Leggi il testo qui sotto sui pubblici ufficiali e dì se queste affermazioni sono d'accordo con il testo. Per ciascuna rispondi sì o no e riporta tra virgolette le parole del testo che lo dimostrano.
1. La Legge specifica quali obblighi hanno i pubblici ufficiali sulle generalità.
2. L'autista del bus è tra gli esempi di pubblici ufficiali.
3. Per i militari lo stato di pubblico ufficiale finisce con la fine del turno di lavoro.

::: TESTO DA LEGGERE :::

Pubblico ufficiale e abuso d’ufficio: quando rivelare nome e cognome

Il pubblico ufficiale o il dipendente delle Forze Armate può richiedere al cittadino colto in cattiva condotta di rivelare nome e cognome, ma ciò non può dirsi a direzione inversa, a meno che non vi sia abuso d’ufficio.

La Legge infatti non specifica quali siano gli obblighi sulle generalità dei pubblici ufficiali, ma ci si può comunque orientare, senza dimenticare la differenza notevole di stato di servizio, durata e soprattutto di pena in caso di abuso d’ufficio.

Gli appartenenti alle Forze Armate e di Polizia sono pubblici ufficiali, come lo sono anche tutti i dipendenti della PA nell’esercizio del loro lavoro: tra essi, ad esempio figurano il capo treno, l’autista del bus, il medico, l’infermiere o il funzionario comunale.

I militari e i dipendenti delle Forze Armate sono perennemente in servizio, per questo motivo lo stato di pubblico ufficiale non si esaurisce con la chiusura del suo ufficio o del suo turno di lavoro come nel caso di un medico o un autista.

::: DATI REGISTRATI :::

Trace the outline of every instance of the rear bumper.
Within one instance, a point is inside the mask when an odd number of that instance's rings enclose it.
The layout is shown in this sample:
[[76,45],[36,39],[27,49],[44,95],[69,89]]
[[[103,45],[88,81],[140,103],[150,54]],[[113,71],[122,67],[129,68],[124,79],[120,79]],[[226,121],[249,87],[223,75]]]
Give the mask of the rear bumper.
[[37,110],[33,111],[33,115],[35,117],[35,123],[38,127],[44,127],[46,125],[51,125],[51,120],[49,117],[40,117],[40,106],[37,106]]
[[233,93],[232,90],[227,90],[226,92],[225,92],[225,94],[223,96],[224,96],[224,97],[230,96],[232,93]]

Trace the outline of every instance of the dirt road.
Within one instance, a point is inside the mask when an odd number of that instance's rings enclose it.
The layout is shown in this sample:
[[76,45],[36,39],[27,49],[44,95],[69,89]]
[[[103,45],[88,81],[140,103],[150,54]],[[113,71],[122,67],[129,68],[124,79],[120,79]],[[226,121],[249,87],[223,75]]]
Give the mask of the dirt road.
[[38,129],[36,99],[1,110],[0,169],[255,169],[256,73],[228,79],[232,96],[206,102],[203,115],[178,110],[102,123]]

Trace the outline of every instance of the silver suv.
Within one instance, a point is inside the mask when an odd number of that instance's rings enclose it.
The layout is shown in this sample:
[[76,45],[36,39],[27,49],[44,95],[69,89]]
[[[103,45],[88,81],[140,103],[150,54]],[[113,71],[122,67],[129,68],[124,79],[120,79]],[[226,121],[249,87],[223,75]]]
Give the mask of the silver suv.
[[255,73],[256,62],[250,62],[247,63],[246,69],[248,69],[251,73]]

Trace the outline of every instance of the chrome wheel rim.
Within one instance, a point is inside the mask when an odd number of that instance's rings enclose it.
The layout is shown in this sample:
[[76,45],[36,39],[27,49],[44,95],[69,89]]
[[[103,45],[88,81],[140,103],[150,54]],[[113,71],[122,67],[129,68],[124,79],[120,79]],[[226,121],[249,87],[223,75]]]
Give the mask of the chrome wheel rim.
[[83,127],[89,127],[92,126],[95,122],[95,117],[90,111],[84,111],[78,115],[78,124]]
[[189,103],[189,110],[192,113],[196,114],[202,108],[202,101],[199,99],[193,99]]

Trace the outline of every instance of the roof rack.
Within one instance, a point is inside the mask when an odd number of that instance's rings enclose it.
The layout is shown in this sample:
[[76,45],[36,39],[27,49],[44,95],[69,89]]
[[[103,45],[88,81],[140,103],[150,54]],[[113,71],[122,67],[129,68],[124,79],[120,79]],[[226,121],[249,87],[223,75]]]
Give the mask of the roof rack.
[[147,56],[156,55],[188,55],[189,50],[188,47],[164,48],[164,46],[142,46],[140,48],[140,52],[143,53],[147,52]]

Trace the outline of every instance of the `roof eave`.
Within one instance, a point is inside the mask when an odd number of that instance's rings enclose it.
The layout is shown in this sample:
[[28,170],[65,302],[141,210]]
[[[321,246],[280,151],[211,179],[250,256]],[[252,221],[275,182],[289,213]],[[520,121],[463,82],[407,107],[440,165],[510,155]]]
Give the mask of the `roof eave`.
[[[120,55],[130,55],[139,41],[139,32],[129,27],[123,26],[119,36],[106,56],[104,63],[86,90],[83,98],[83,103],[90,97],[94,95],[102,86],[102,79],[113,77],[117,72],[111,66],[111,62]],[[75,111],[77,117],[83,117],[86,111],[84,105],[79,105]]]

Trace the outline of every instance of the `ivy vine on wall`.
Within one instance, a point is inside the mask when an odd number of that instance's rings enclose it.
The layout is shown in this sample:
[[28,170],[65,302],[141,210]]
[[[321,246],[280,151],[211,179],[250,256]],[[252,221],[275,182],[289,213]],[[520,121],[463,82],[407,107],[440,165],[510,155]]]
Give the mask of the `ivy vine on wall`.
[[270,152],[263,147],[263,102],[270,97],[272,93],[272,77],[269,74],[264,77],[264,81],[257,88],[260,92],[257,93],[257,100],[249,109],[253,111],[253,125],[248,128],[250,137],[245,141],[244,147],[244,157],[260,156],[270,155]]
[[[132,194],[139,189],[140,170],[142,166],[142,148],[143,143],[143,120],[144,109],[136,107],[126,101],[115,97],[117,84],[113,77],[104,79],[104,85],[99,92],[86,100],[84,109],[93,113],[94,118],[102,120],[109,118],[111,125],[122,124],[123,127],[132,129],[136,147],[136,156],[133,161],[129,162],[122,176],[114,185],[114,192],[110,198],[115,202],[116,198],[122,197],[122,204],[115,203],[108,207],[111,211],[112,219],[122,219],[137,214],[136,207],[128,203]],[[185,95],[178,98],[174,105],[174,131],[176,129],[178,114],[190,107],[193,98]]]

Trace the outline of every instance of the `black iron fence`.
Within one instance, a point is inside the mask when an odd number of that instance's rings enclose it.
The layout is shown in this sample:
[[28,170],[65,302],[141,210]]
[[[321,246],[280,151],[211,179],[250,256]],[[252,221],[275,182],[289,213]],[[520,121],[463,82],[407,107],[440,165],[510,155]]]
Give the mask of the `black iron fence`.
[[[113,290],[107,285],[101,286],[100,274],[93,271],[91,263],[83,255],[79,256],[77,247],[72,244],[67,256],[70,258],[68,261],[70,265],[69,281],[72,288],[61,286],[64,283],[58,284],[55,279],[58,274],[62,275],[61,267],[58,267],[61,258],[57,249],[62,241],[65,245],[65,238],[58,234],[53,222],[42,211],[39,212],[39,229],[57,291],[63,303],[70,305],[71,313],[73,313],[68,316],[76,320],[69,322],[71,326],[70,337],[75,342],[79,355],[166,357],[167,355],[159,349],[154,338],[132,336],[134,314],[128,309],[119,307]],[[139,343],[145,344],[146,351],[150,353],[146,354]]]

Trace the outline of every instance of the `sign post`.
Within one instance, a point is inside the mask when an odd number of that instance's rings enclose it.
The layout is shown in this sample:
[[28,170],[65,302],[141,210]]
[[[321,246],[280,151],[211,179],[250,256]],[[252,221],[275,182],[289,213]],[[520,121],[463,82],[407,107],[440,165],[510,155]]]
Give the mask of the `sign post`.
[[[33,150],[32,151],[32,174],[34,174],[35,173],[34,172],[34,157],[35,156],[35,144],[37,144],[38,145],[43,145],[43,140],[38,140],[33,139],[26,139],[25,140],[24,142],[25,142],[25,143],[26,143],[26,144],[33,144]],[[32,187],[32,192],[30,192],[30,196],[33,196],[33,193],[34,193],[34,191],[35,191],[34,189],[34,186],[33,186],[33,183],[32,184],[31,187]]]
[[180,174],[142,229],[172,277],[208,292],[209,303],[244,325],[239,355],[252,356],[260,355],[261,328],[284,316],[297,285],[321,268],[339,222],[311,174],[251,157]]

:::

LA TUA RISPOSTA:
1. No: «La Legge infatti non specifica quali siano gli obblighi sulle generalità dei pubblici ufficiali»
2. Sì: «tra essi, ad esempio figurano il capo treno, l’autista del bus, il medico, l’infermiere o il funzionario comunale»
3. No: «lo stato di pubblico ufficiale non si esaurisce con la chiusura del suo ufficio o del suo turno di lavoro»